* **What is expected**: Reproduce the material below verbatim, from the line containing "You are given the photo below." through the line containing "[[425, 376], [500, 364]]", both lines included. Omit the pictures from your copy.

◆ ◆ ◆ ◆

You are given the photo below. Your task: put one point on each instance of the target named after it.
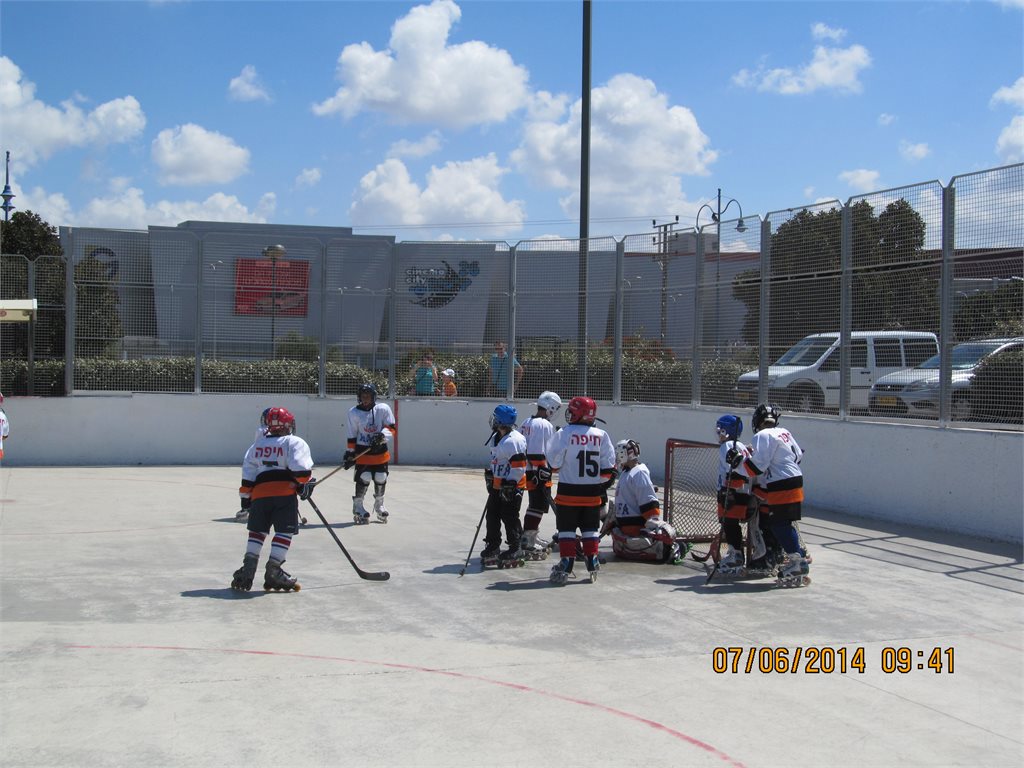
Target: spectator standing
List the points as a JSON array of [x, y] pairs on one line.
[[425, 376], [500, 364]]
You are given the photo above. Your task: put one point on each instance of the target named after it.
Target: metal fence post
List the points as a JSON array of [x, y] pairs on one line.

◆ ◆ ◆ ◆

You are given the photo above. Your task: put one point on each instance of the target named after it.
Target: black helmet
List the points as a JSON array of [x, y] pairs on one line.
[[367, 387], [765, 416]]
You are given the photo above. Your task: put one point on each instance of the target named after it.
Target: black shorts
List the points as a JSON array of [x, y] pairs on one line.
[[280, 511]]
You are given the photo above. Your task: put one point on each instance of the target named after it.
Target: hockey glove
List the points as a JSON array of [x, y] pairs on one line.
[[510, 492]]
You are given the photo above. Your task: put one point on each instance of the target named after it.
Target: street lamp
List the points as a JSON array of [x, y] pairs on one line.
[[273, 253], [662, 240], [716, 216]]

◆ ◆ ◆ ◆

* **Written answer**:
You are given the photo below. Your task: put one point on each instance of the target named after it.
Target: spectator standing
List the points as a JSON array of [x, y] pairs on one line.
[[425, 376], [500, 364]]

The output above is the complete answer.